- Text -
━━━━━━━━━━━━━━━━━━━━━━━━━━━━━━

If he had, if he had the economy would have been just fine and we’d be able to cut them today, but he didn’t. So Janet Yellen now has to make up for lost time. So that’s the mission but again, this is what the market completely does not get and the Wall Street economists don’t get. Nobody gets this because they see the Fed raising rates and they’ve done that correlations and regressions back to where we’re to and they go, “Hmm. Every time the Fed raises rates, the economy is getting stronger. So if the Fed is raising rates, the economy must be getting stronger, so bid up stock prices, etc.” 

That’s like saying umbrellas cause rain, because they’ve got the causality backwards. The Fed never leads the economy ever. The Fed follows the economy. So a normal business cycle looks like this. So you get a little expansion going and unemployment starts to go down and industrial capacity utilization starts to go up and inflation starts to go up. And the Fed is watching, watching watching and then it keeps going. They go, “Oh, it’s getting a little hot. We better raise rates,” and they raise rates, but of course, they started too late. The expansion keeps going, inflation keeps going up, unemployment keeps going down. Then the economy starts to cool down, unemployment goes up, and then prices go down, capacity utilization drops, and we get into recession like, “Huh, we better cut.” Then they cut cut and then you hit the bottom and then you come out of it again. 

So think of that as like a nice pretty sign wave. That’s it business expansion business contraction over and over 30 years. So time since the end of World War Two, with the Fed always following the economy, never leading the economy. So all the big brands on Wall Street, they’ve got all this data and they say, “Well, every time the Fed raises rates, the economy is getting stronger.” That has absolutely been true for like 30 times since the end of World War Two. It is not true today. 

The reason it’s not true today is because Bernanke skipped the cycle and they’re playing catch up. For the first time since 1937. the Fed is tightening into weakness. That’s the key thing to bear in mind. The Fed is tightening into weakness. They are not leading the economy to strength, they are not responding to strength even though Wall Street thinks they are. And there’s a great danger that they’re actually going to cause the recession they’re prepared to cure as I mentioned. 

The Fed will raise rates 25 basis points four times a year from now until the middle of 2019, until they get them to three and a quarter percent. So like clockwork every March, June, September, December for 2017 2018 into 2019, look for a Fed rate hike until they get to three and a quarter percent, at which point they’ll be able to say, “Alright, now we’re three and a quarter. If we have a recession tomorrow, we can cut them back down to zero again, get out of it.” That’ll be mission accomplished. 

Now, this is why I was sitting there in December like, “Yep, they’re gonna raise in March.” And right now, I’ll tell your listeners, they’re gonna raise them in June. There’s your Fed response function. There’s your baseline scenario.

━━━━━━━━━━━━━━━━━━━━━━━━━━━━━━

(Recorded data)
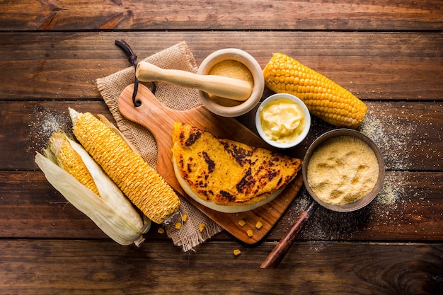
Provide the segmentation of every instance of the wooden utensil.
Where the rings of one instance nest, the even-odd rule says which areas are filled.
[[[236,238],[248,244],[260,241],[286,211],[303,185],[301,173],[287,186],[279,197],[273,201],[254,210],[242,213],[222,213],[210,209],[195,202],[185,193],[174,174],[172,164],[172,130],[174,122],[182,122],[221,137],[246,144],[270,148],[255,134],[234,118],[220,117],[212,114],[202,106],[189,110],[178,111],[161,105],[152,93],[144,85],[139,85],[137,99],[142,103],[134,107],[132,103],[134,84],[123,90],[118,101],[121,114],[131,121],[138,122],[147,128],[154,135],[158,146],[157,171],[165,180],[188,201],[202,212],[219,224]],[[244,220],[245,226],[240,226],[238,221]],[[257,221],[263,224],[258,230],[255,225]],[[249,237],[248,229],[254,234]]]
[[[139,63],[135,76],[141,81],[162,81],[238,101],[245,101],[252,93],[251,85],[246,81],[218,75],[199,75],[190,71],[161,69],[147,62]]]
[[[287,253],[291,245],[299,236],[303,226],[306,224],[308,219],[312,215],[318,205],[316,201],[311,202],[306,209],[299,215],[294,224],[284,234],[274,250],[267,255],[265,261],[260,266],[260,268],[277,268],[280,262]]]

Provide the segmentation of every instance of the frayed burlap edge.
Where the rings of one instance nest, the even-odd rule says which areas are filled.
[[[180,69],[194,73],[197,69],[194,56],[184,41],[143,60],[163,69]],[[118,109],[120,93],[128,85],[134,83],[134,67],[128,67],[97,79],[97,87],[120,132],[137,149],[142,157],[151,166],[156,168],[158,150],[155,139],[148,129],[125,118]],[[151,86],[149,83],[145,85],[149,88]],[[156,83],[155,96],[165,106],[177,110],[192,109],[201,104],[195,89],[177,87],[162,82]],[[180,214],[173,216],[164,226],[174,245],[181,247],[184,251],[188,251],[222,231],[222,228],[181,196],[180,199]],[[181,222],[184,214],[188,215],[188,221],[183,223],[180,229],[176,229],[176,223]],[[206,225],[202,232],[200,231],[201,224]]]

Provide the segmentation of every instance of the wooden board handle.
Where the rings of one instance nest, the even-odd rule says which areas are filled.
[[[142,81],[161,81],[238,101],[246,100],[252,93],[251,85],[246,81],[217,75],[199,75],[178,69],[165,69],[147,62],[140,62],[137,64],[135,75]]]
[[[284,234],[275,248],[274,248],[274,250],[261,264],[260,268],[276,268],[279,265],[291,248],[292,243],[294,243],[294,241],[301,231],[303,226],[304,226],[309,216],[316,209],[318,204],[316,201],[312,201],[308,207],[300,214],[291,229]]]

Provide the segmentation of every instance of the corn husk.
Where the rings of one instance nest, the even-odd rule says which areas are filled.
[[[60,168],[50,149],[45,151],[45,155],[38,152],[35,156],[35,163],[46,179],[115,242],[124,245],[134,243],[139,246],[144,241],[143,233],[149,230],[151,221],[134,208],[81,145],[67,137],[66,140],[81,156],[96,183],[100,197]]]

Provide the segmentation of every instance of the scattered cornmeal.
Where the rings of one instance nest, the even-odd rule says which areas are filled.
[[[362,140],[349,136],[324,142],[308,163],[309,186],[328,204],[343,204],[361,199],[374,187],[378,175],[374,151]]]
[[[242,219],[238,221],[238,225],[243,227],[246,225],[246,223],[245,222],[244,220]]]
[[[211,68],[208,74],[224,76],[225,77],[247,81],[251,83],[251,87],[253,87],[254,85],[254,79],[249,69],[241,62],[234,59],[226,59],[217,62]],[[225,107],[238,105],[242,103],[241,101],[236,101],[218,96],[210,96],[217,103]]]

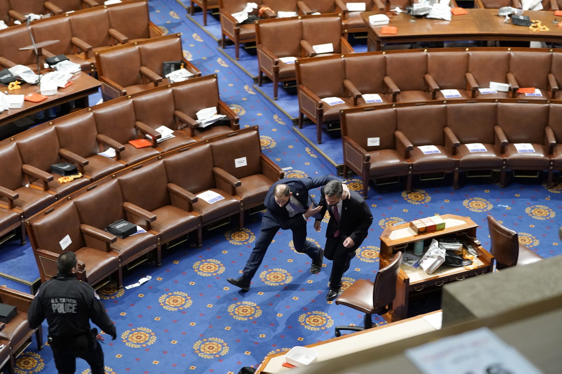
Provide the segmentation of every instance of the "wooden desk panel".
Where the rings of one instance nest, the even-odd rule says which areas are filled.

━━━━━━━━━━━━━━━━━━━━━━━━━━━━━━

- Written task 1 -
In the commentary on the Fed, what rate level does the speaker expect the Fed to reach by the middle of 2019?
- Written task 2 -
Write the next part of the commentary on the Fed, picking up after its last sentence.

- Exercise output 1 -
Three and a quarter percent.

- Exercise output 2 -
What are the exceptions to a Fed rate hike? Under what conditions will they not raise rates? Because this everything I just described to you they’ve had in mind since March 2015 when Yellen took patience out of the statement, that was the end of forward guidance. But if you go back to 2015, I said they’re not going to raise rates all year and they weren’t gonna do the lift off. The people were looking forward to March, June, September, and they didn’t lift off in September because the Chinese rate exchange devaluation, the stock market fell out of bed August 2015. Finally, they raised them in December 2015 and while she was ready for March, I said no in June, no September. No, it wasn’t till December 2016 that they raised them the second time.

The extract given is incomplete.